Stated problem: Pick out each line in the rows below that contains the word "snow" and copy those lines.
[BEGIN Records supplied]
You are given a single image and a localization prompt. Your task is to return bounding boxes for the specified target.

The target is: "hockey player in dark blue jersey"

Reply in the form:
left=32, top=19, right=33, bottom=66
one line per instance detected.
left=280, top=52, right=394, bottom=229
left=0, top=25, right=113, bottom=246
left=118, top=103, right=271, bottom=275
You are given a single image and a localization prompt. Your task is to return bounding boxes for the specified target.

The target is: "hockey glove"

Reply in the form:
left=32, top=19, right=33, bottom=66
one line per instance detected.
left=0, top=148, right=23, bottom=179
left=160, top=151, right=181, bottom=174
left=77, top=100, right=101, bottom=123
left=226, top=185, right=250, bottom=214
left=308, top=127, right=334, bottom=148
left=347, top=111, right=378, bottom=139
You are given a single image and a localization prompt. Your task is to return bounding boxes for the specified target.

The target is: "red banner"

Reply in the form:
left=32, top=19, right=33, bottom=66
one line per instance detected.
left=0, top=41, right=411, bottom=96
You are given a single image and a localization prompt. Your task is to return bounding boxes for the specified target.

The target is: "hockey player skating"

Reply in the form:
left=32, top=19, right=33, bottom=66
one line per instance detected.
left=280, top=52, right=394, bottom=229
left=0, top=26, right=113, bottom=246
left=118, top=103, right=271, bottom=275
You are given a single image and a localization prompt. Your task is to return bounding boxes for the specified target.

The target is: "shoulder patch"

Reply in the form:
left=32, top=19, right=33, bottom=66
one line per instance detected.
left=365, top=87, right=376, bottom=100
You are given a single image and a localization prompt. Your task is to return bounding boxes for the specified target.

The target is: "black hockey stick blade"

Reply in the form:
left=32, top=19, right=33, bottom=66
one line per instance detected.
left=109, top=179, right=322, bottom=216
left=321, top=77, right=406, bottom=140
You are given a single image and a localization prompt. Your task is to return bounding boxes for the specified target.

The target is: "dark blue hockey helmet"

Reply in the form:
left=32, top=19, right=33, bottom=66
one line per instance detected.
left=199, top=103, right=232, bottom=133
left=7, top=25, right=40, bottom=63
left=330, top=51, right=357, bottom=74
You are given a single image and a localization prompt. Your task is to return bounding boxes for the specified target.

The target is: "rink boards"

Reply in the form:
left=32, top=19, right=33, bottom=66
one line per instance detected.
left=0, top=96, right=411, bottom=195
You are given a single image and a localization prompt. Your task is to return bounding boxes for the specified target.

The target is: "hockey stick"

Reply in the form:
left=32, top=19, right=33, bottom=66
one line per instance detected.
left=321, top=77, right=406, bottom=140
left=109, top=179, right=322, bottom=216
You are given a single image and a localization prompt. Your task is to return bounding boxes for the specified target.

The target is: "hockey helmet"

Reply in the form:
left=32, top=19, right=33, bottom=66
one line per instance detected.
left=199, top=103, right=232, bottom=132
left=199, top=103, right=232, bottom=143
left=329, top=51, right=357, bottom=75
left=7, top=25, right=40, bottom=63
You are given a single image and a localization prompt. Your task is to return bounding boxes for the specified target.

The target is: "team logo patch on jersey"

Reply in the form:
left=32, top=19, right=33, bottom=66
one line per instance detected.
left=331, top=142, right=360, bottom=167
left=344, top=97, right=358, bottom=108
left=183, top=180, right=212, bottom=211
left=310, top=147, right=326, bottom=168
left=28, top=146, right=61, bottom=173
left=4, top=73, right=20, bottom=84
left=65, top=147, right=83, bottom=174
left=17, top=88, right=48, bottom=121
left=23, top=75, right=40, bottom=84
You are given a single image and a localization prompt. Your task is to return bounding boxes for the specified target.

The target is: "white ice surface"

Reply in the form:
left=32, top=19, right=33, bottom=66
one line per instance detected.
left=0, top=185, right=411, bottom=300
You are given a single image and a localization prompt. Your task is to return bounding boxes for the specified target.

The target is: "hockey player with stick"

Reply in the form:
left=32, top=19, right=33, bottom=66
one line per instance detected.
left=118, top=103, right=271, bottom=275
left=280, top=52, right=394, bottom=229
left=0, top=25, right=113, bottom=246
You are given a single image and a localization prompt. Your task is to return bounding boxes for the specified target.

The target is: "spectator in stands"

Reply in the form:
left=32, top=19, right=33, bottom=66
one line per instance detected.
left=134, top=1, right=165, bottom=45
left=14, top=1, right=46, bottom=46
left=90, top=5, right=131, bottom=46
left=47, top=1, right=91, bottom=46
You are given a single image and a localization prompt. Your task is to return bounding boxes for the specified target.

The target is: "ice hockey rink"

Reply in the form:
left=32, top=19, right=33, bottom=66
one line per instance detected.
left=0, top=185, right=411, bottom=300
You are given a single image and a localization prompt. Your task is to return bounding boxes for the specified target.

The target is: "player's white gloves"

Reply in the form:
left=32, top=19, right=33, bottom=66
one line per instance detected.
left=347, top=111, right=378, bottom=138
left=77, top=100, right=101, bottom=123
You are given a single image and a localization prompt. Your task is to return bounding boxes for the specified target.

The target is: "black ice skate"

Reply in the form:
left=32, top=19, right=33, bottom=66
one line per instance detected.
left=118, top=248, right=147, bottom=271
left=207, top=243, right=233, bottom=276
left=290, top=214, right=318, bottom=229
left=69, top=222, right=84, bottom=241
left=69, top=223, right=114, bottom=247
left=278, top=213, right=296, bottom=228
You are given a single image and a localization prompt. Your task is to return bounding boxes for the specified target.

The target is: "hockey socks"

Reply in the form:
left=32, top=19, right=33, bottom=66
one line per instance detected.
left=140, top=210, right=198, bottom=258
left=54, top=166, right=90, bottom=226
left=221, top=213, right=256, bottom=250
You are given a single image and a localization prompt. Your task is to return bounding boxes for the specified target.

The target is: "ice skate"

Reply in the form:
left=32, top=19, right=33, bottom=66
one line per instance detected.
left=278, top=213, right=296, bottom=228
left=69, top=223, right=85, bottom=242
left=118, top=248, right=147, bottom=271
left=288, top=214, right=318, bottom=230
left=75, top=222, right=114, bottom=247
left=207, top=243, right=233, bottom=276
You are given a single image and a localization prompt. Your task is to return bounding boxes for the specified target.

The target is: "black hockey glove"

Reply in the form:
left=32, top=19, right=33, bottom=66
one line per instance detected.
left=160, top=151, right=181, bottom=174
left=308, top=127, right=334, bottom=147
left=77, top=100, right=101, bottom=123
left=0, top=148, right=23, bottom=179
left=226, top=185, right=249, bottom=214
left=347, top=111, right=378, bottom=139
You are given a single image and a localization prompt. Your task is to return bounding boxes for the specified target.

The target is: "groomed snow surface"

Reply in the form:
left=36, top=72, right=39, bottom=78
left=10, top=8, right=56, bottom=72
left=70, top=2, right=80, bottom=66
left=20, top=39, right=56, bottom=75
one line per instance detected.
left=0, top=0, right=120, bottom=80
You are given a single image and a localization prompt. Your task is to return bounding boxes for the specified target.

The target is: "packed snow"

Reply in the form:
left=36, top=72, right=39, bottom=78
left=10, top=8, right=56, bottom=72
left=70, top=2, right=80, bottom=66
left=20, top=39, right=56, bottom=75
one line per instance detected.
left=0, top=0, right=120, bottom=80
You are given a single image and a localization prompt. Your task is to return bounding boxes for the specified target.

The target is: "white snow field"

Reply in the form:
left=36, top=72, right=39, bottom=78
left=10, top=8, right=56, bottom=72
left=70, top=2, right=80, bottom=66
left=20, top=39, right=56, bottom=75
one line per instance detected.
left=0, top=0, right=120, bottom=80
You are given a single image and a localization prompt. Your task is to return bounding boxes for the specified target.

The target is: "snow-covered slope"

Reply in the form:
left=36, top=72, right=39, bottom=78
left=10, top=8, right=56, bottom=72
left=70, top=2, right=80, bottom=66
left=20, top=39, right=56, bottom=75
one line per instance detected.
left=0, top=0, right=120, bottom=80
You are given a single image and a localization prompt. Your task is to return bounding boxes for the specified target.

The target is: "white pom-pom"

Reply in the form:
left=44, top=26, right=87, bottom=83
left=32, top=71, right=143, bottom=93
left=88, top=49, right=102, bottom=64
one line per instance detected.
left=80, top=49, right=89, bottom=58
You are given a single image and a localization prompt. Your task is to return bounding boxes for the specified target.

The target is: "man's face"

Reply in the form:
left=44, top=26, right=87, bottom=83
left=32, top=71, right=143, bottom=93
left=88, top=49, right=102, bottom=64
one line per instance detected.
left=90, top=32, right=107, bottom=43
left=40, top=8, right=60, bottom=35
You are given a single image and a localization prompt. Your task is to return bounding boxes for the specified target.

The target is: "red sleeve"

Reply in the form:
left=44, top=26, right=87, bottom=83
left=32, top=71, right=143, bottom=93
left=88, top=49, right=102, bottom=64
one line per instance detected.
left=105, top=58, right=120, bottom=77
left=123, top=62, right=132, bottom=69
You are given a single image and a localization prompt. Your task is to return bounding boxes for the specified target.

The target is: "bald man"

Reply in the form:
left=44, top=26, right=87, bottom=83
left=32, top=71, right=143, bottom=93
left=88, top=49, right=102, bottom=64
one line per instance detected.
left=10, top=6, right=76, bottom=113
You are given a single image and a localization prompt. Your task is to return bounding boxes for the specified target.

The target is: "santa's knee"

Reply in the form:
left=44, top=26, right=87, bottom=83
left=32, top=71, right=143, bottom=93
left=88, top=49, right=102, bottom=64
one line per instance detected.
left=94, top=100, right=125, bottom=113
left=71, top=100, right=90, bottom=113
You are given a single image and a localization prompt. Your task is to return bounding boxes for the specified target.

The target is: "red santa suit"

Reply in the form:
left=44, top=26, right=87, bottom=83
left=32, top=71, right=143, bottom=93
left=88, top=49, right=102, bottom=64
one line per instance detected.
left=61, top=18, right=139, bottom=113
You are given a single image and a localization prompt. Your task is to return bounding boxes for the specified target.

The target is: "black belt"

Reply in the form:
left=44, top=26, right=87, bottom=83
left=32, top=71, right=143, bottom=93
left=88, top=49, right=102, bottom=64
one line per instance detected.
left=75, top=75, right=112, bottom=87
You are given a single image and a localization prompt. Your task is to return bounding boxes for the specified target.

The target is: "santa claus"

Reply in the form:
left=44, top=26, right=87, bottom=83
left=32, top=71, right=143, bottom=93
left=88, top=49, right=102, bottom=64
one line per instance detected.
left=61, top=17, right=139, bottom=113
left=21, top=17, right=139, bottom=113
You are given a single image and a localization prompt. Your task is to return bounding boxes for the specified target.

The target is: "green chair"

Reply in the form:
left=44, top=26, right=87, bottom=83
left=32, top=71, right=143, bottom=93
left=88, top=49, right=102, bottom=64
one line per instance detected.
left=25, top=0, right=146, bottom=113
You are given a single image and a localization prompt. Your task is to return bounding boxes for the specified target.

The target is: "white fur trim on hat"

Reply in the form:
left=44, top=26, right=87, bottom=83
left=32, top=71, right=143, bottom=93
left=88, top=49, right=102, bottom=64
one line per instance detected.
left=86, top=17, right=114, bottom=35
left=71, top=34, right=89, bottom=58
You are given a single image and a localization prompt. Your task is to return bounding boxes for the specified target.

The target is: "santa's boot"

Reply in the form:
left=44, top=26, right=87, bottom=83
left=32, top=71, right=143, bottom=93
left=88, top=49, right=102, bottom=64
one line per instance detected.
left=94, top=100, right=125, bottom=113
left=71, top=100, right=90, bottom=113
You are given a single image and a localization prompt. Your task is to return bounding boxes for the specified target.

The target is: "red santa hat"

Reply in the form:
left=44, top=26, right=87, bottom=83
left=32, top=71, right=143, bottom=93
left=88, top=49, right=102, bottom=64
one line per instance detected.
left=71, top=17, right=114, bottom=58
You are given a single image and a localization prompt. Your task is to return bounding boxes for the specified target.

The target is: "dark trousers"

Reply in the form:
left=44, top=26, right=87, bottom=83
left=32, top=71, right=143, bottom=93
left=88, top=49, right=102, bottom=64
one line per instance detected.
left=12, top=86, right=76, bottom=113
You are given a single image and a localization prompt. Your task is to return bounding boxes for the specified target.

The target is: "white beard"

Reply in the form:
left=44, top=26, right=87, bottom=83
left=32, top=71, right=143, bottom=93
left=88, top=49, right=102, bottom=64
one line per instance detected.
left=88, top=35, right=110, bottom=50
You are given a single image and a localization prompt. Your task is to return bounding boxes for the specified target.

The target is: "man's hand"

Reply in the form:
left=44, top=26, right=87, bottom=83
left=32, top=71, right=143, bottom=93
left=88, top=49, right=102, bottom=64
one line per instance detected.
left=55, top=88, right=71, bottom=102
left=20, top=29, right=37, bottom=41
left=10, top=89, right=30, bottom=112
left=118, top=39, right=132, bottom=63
[END Records supplied]
Reply:
The target is: "groomed snow surface"
The target is: "packed snow"
The target is: "white snow field"
The target is: "snow-covered slope"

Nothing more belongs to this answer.